■ Activity
Retype exactly the lines from the one that contains "Task: mark one point on every instance of the green" through the final line of the material below, and add nothing else.

-.-.-

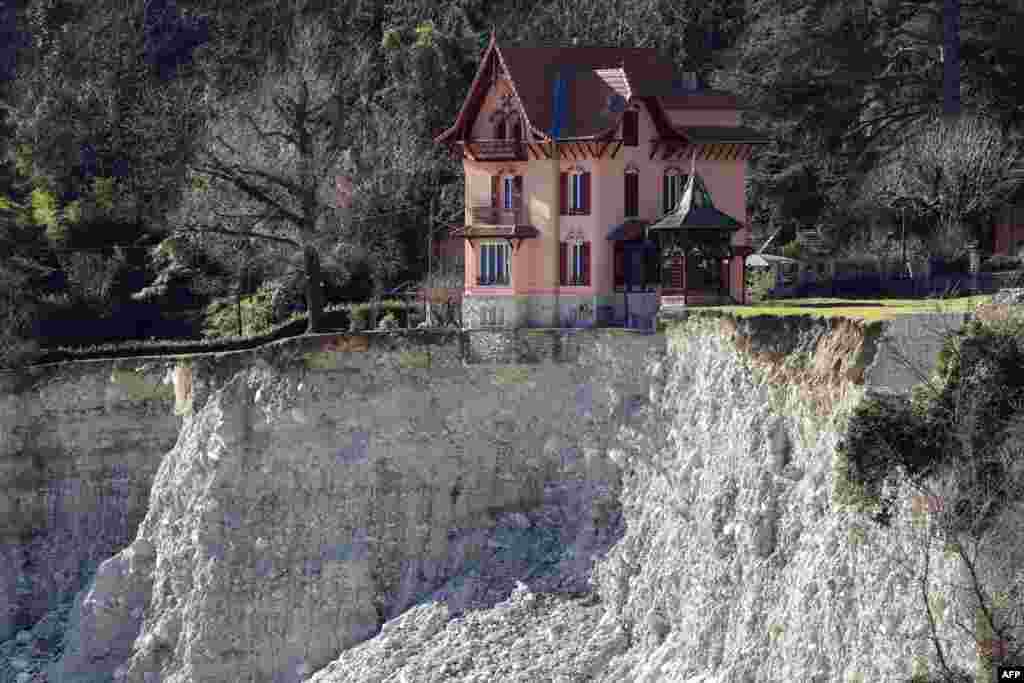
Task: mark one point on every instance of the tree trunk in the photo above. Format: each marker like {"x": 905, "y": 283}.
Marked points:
{"x": 314, "y": 302}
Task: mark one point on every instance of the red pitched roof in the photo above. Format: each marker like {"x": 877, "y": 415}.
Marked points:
{"x": 592, "y": 77}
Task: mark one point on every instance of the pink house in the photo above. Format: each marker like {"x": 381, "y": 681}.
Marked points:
{"x": 596, "y": 182}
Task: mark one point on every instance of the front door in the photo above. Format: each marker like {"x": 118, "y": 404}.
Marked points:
{"x": 634, "y": 268}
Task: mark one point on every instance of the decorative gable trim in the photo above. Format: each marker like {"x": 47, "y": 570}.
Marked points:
{"x": 473, "y": 92}
{"x": 531, "y": 132}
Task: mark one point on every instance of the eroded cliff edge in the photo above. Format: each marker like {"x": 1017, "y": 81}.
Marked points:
{"x": 655, "y": 510}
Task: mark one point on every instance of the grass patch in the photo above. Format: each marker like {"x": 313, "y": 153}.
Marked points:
{"x": 511, "y": 375}
{"x": 138, "y": 388}
{"x": 865, "y": 309}
{"x": 414, "y": 359}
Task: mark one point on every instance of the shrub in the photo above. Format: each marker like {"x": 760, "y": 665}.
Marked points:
{"x": 759, "y": 284}
{"x": 794, "y": 250}
{"x": 257, "y": 315}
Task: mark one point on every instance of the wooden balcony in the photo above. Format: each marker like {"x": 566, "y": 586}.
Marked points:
{"x": 487, "y": 215}
{"x": 497, "y": 150}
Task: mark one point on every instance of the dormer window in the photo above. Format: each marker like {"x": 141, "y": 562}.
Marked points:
{"x": 672, "y": 188}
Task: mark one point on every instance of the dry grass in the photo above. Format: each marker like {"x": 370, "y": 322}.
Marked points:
{"x": 865, "y": 309}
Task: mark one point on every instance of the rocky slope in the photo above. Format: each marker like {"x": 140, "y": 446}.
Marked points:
{"x": 656, "y": 510}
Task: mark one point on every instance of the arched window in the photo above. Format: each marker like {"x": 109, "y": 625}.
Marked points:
{"x": 632, "y": 191}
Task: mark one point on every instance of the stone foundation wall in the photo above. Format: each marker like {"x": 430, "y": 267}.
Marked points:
{"x": 565, "y": 310}
{"x": 532, "y": 345}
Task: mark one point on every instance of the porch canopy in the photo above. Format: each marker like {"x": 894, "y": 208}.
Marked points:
{"x": 694, "y": 238}
{"x": 507, "y": 232}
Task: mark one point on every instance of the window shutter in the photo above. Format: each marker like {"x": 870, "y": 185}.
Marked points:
{"x": 564, "y": 194}
{"x": 586, "y": 263}
{"x": 585, "y": 194}
{"x": 563, "y": 263}
{"x": 620, "y": 267}
{"x": 632, "y": 195}
{"x": 630, "y": 129}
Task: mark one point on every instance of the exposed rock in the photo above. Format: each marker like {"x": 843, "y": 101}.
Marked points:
{"x": 310, "y": 499}
{"x": 341, "y": 511}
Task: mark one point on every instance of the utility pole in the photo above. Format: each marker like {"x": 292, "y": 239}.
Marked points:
{"x": 427, "y": 308}
{"x": 950, "y": 58}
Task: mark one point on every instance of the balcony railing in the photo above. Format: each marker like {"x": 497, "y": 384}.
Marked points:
{"x": 495, "y": 281}
{"x": 487, "y": 215}
{"x": 498, "y": 150}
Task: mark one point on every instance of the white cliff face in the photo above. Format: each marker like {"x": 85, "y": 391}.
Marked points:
{"x": 736, "y": 565}
{"x": 644, "y": 514}
{"x": 302, "y": 508}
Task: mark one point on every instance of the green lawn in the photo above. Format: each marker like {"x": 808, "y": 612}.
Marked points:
{"x": 866, "y": 309}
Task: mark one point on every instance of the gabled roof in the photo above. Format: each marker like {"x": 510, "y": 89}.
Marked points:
{"x": 695, "y": 210}
{"x": 581, "y": 92}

-.-.-

■ Task result
Task: mark one point on every instance of the green lawn in the photo above. Format: each marker like {"x": 808, "y": 612}.
Marked points:
{"x": 866, "y": 309}
Task: mark one point on every instance of the gabled roof in the photo above. Format: each marker like {"x": 510, "y": 89}.
Marked points:
{"x": 695, "y": 210}
{"x": 581, "y": 92}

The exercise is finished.